EXCERPTED RECORDS:
....................

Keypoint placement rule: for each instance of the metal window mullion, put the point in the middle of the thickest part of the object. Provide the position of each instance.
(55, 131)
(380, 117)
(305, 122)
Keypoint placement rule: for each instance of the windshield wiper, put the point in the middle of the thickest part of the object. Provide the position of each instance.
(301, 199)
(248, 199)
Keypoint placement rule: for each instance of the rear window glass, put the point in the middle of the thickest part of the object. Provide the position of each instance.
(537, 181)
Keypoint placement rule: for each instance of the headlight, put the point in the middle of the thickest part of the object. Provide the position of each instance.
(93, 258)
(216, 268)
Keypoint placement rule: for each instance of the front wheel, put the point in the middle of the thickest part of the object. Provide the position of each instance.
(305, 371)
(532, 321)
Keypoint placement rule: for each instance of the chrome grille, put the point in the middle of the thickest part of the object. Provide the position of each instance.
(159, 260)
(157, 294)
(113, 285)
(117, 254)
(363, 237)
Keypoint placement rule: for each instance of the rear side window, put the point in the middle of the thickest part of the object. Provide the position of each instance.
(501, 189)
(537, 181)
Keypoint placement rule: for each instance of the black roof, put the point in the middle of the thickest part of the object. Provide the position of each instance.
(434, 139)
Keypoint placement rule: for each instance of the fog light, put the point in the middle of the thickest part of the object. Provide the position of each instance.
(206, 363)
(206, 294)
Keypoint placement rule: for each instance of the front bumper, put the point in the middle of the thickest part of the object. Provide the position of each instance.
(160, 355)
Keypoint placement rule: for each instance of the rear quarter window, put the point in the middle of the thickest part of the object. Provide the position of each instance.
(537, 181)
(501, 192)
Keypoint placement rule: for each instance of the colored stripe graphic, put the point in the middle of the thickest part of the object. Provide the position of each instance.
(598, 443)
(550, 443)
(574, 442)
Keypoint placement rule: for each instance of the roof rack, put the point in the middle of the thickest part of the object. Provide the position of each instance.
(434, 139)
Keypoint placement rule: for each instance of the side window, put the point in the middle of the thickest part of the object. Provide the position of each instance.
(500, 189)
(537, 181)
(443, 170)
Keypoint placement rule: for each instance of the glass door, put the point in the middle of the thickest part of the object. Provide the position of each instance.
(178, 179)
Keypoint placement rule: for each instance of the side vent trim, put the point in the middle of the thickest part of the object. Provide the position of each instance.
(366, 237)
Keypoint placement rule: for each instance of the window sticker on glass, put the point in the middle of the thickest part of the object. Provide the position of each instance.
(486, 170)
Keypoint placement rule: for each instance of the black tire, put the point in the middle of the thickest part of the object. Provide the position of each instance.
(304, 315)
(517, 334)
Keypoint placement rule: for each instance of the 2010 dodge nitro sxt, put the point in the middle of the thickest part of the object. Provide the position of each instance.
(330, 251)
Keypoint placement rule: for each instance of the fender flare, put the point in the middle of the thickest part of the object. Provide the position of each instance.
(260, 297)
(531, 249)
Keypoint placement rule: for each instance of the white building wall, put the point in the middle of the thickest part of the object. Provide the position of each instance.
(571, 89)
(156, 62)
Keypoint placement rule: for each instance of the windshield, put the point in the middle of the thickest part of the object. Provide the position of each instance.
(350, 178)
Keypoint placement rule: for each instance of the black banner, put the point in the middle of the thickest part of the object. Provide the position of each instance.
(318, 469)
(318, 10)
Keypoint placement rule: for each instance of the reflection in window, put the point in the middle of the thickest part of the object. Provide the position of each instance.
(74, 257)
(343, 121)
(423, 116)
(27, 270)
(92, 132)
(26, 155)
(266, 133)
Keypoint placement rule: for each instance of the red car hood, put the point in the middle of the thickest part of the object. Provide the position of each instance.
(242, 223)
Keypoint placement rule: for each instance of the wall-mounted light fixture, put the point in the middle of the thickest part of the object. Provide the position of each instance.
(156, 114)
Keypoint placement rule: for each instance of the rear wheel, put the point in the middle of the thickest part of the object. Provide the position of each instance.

....................

GOAL OF THE EXERCISE: Reproduce the material exactly, with every line intact.

OUTPUT FOR THIS TASK:
Keypoint placement rule: for each instance of the metal window mullion, put the point in the middle of the thickest part of the object. Provide the position of each instance.
(55, 131)
(380, 117)
(305, 122)
Keypoint placement rule: for each instance of the windshield wiper, put the point in the middle of the thickest part of the object. Provide the position of each instance.
(301, 199)
(248, 199)
Keypoint placement rule: for each instance of the rear window glass, put the point in the middle of the thickest part of the object. Provide the position of each instance.
(537, 181)
Keypoint placement rule: for each instance of the headlight, put the point in the middle of the thickest part of the object. Provide the position of each instance.
(93, 258)
(216, 268)
Keypoint placement rule: for each instance of the front wheel, put the point in the middle of the thickest part of the object. Provide the position of each instance.
(305, 371)
(532, 321)
Keypoint placement rule: for each instance of the chrome grille, put the point in the middle of the thickest part of the object. Provide the position of each instance.
(159, 260)
(157, 294)
(113, 285)
(117, 254)
(363, 237)
Keypoint placement rule: for each instance of the rear side window, put the point in the middle of the thickest part of the object. Provide the position of each instance.
(501, 189)
(537, 181)
Keypoint placement rule: for each instance of the black roof, put the point in the middle of the thickest part of the object. Provide the position of each instance.
(434, 139)
Keypoint placement rule: for each instance of the fog light, put the point in the middle of the thickest part of the object. Provide the position of each instance.
(206, 363)
(206, 294)
Keypoint placement rule: for each instance of the front bumper, put the point in the middle of the thickest part of the object. Provide the position of each instance.
(160, 355)
Keypoint placement rule: for each instance of the rear quarter window, put the point in the middle of the thickest part of the object. Provide the position of each instance.
(537, 181)
(501, 192)
Keypoint placement rule: for each instance of the colored stripe graphic, put the point in the middle of the thickest part of the object. Provide the position of each instance.
(598, 443)
(550, 443)
(574, 442)
Keypoint placement rule: for each instance of the roof rack, put the point in the middle of the thickest part of the object. Provide the position of each instance.
(434, 139)
Keypoint placement rule: for each instance of the side window, put the point in the middle of the thickest part of the object. Provide the position of each instance.
(500, 189)
(537, 181)
(443, 170)
Keypoint placement rule: for each instance of the glass door, put the point in the middle of the thickest part of the object. Provide the position of each instance.
(178, 179)
Keypoint placement rule: for each instance of the side vent trim, put the point in the middle of the thickest part of the object. Provide the position of each instance.
(366, 237)
Keypoint placement rule: for each instance of the window sticker on glass, put the point in the middle of the thickest part of the object. Provide the position of each instance.
(486, 170)
Keypoint placement rule: for each instance of the black tire, put the point in the middle of the thickest part of the object. Provide the position of each instance.
(304, 315)
(517, 334)
Keypoint placement rule: for each instance of the 2010 dodge nitro sxt, put the point in the middle of the thickest part of the object. Provide the position of each instance.
(330, 251)
Keypoint placement rule: for each instance of the fender flare, put the point in the middle of the thickest part of the object. Provide the position of each instance.
(260, 297)
(531, 249)
Keypoint placement rule: for each instance of the white building wall, put the point in the middle of the thickest part of the object. Provide the position of each instance.
(571, 89)
(156, 62)
Keypoint placement rule: for each instance of the windshield, put the point in the middle of the thickest part of the object. Provide the position of each instance.
(350, 178)
Keypoint placement rule: for each instance of the black banner, put the point in the middle of the thickest part of the object. Provide the position of each instance.
(318, 469)
(318, 10)
Keypoint placement rule: for each instance of the reflection in window, put the point in the middle of the thickest part of the object. Provide the position of each instance.
(74, 257)
(343, 121)
(423, 116)
(27, 270)
(92, 132)
(26, 155)
(266, 133)
Keypoint placement rule: for each instance of the red car hood, put the point in the middle of the thickest part of the object. Provide the position of each instance.
(242, 223)
Keypoint placement rule: for each instance of the wall-mounted light fixture, put the point in the middle of the thickest part of the object. Provide the position of each instance.
(156, 114)
Keypoint placement rule: for each instance of the rear wheel, put the point in the middle of the thickest part of the object. Provide the position of each instance.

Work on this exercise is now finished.